### TEXTE DU DOCUMENT
####
Je travaille et pour vous c'est l'été, donc le rythme de publications sur le blog ne devrait pas être très soutenu, mais je viens de recevoir le volume 2021 de la revue Parade sauvage. J'ai lu plusieurs articles dont celui de Jean-Pierre Bertrand qui cite par détournement de sens l'expression "influences froides" du poème "Fairy" des Illuminations. Il y traite de l'idée des influences et revient sur les lettres du "voyant". Plusieurs de ses conclusions ne me conviennent pas, mais j'ai aussi médité sur l'idée des influences. Bertrand parle de la critique littéraire de l'époque avec Sainte-Beuve et Taine, il parle de modèles théoriques du vingtième siècle, mais j'ai une approche complètement différente du sujet. Pour moi, une approche sur la question des influences doit être concrète et non pas de spéculation abstraite. Et cela va me permettre de publier un article dans le prolongement du précédent. Cavallaro insiste actuellement sur une prétendue faillite des lectures idéologiques, le mot "idéologique" construisant d'évidence une figure du critique en homme de paille, et il développe une idée qui passe pour brillante et qui a le problème de ne correspondra qu'à une vérité de La Palice. Quand Rimbaud imagine une allégorie, il lui donne forme avec des mots.
####
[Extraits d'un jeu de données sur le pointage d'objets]

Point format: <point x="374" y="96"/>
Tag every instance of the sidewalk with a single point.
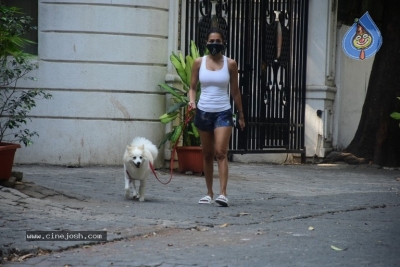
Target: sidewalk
<point x="279" y="215"/>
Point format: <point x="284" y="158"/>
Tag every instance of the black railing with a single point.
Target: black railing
<point x="268" y="40"/>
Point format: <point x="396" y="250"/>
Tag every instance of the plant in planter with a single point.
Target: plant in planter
<point x="183" y="132"/>
<point x="15" y="104"/>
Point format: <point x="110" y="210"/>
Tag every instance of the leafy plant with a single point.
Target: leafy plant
<point x="179" y="112"/>
<point x="15" y="104"/>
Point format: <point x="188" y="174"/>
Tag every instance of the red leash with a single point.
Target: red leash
<point x="187" y="120"/>
<point x="155" y="174"/>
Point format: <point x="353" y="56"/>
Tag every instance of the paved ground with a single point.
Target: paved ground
<point x="280" y="215"/>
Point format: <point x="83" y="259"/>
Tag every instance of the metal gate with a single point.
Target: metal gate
<point x="268" y="40"/>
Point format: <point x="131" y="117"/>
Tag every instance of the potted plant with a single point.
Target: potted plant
<point x="184" y="137"/>
<point x="15" y="104"/>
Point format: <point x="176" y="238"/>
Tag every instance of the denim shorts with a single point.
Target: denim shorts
<point x="208" y="121"/>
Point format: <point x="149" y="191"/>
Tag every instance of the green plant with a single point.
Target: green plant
<point x="15" y="104"/>
<point x="178" y="112"/>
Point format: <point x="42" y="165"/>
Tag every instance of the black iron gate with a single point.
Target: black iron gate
<point x="268" y="40"/>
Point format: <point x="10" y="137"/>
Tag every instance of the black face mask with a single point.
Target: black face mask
<point x="215" y="48"/>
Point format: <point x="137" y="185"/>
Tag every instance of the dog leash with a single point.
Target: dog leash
<point x="155" y="174"/>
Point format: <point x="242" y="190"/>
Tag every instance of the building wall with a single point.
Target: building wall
<point x="352" y="83"/>
<point x="102" y="61"/>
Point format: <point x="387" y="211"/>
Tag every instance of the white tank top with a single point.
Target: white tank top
<point x="214" y="88"/>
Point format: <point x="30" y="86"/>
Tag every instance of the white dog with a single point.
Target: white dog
<point x="137" y="159"/>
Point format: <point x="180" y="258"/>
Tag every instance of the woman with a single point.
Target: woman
<point x="217" y="74"/>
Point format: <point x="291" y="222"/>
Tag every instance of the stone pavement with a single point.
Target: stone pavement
<point x="279" y="215"/>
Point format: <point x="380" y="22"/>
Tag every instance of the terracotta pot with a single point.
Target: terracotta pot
<point x="7" y="152"/>
<point x="190" y="158"/>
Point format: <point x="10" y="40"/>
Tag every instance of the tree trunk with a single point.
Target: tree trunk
<point x="377" y="139"/>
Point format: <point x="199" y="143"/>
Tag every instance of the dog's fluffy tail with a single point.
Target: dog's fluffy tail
<point x="151" y="151"/>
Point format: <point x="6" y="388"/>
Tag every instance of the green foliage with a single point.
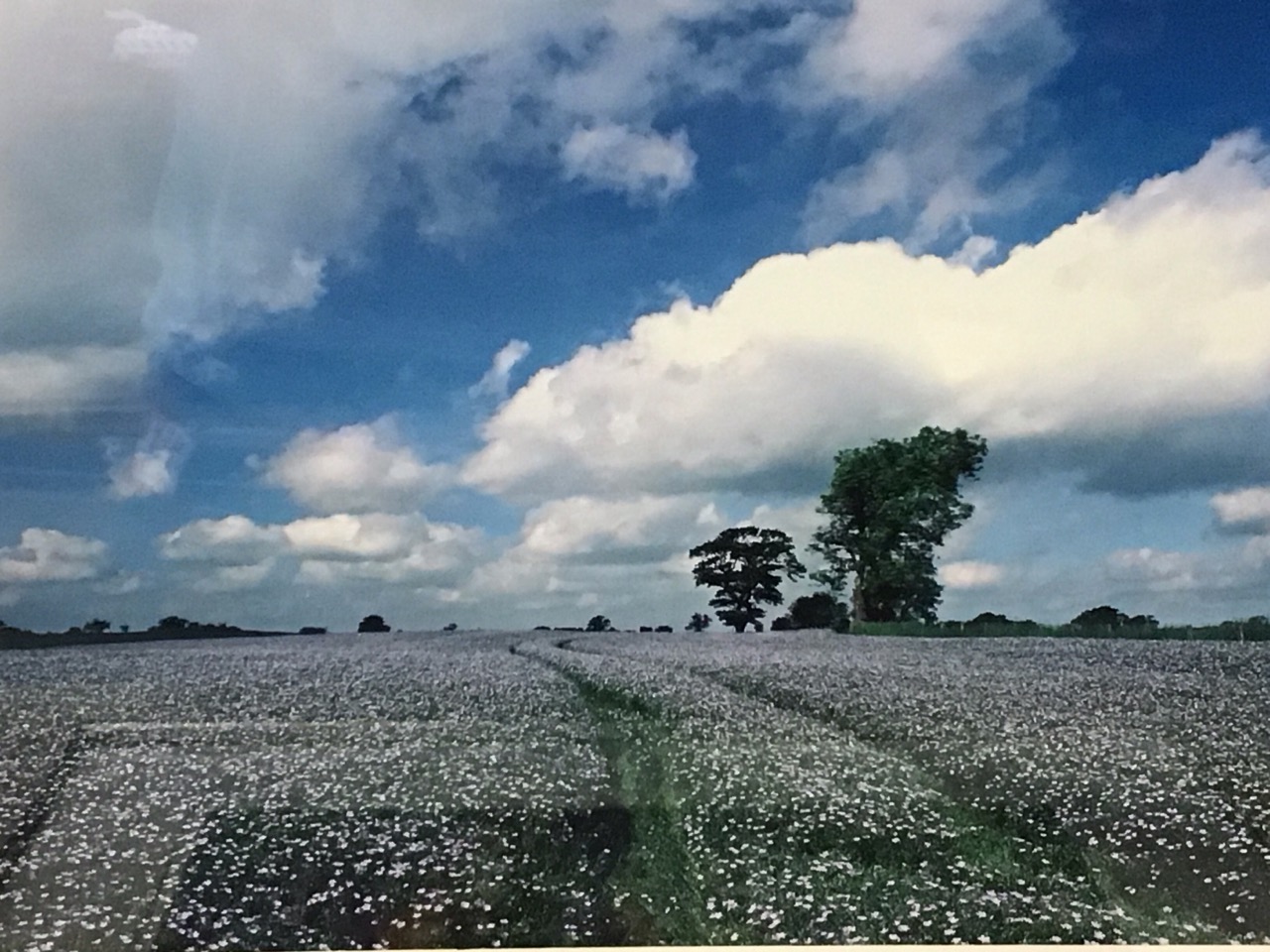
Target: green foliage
<point x="817" y="611"/>
<point x="744" y="565"/>
<point x="890" y="506"/>
<point x="1109" y="617"/>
####
### COMPLÉTEZ CE QUI SUIT
a: D'après le texte du document, de quel poème des Illuminations vient l'expression « influences froides » ?
b: Énumérez chaque ligne du listing où figure le mot « mask ».

### RÉPONSES ATTENDUES
a: Du poème « Fairy ».

b:
Tag every instance of the black face mask with a single point.
Target: black face mask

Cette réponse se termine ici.